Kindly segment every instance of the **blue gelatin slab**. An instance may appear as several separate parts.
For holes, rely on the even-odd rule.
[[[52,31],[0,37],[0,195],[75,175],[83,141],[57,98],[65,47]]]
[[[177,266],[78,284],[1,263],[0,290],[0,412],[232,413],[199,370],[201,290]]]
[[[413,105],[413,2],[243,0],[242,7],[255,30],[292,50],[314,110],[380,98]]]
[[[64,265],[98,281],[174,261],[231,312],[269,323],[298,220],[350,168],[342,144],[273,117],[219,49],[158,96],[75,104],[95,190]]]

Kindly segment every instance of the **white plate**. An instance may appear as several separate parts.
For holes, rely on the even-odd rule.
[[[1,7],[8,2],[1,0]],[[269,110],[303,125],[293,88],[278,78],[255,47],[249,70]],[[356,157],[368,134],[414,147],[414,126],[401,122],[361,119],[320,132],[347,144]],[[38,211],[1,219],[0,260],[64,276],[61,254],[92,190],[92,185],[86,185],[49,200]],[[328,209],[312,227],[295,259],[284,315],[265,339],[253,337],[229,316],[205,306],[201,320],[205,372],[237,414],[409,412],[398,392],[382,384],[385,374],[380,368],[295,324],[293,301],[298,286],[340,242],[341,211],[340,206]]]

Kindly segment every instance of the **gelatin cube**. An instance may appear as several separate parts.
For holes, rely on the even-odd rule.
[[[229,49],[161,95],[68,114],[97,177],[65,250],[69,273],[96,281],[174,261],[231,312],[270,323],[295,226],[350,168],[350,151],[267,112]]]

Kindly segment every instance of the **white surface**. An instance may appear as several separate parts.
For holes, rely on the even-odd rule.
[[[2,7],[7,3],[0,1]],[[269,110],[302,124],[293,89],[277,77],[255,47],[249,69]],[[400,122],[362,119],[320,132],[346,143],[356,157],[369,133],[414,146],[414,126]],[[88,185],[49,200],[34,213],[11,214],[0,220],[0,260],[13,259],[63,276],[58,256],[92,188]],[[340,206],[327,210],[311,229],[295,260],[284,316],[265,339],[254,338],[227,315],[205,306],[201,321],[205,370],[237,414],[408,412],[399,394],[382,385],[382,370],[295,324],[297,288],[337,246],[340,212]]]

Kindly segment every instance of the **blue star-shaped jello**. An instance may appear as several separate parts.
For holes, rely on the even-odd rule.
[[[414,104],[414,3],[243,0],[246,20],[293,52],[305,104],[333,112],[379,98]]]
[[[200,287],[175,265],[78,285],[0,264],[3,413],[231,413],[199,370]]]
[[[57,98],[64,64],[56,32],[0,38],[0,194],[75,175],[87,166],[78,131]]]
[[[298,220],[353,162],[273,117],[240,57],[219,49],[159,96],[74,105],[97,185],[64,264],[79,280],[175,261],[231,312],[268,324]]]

------------------------------------

### Task to complete
Return all of the data precisely as it appears.

### Response box
Kindly segment every instance of the **blue gelatin slab**. An instance may appear as several separate parts.
For holes, rely on the even-odd rule.
[[[52,31],[0,37],[0,195],[75,175],[83,141],[57,98],[65,47]]]
[[[177,266],[78,284],[1,263],[0,290],[0,412],[232,413],[199,370],[201,290]]]
[[[413,105],[413,2],[243,0],[242,7],[255,30],[292,50],[314,110],[380,98]]]
[[[64,265],[98,281],[174,261],[231,312],[269,323],[298,220],[350,168],[342,144],[273,117],[219,49],[158,96],[75,104],[95,190]]]

Kindly segment every instance of the **white plate**. An instance may appear as several separate parts.
For holes, rely on the even-odd rule.
[[[1,7],[8,2],[1,0]],[[269,110],[303,125],[293,88],[278,78],[255,47],[249,70]],[[356,157],[368,134],[414,147],[414,126],[401,122],[361,119],[320,132],[347,144]],[[38,211],[1,219],[0,260],[64,276],[61,254],[92,190],[92,185],[86,185],[49,200]],[[328,209],[312,227],[295,259],[284,315],[265,339],[253,337],[229,316],[205,306],[201,320],[205,372],[237,414],[409,412],[398,392],[382,384],[385,374],[380,368],[295,324],[293,301],[298,286],[340,242],[341,211],[340,206]]]

Kindly segment every instance of the **gelatin cube**. An instance may appear as several separate parts.
For holes, rely on the even-odd rule.
[[[229,49],[161,95],[68,114],[97,177],[65,250],[69,273],[96,281],[174,261],[231,312],[270,323],[295,226],[350,168],[350,151],[267,112]]]

Kindly segment every instance of the **white surface**. An instance may appear as several separate parts.
For holes, rely on the even-odd rule.
[[[2,7],[7,3],[0,1]],[[269,110],[302,124],[293,89],[277,77],[255,47],[249,69]],[[400,122],[362,119],[320,132],[346,143],[356,157],[369,133],[414,146],[414,126]],[[88,185],[49,200],[34,213],[11,214],[0,220],[0,260],[13,259],[63,276],[58,256],[92,188]],[[340,206],[327,210],[311,229],[295,260],[284,316],[265,339],[254,338],[227,315],[205,306],[201,321],[205,370],[237,414],[408,412],[399,394],[382,385],[382,370],[295,324],[297,288],[337,246],[340,212]]]

Kindly segment every instance of the **blue star-shaped jello**. An instance may appear as several separate parts.
For holes, rely on the even-odd rule.
[[[414,104],[414,3],[243,0],[246,20],[293,52],[305,104],[333,112],[379,98]]]
[[[200,287],[175,265],[78,285],[0,264],[3,413],[231,413],[199,370]]]
[[[57,98],[64,64],[56,32],[0,38],[0,194],[75,175],[87,166],[78,131]]]
[[[298,220],[353,162],[273,117],[240,57],[219,49],[159,96],[74,105],[97,185],[64,264],[79,280],[175,261],[231,312],[268,324]]]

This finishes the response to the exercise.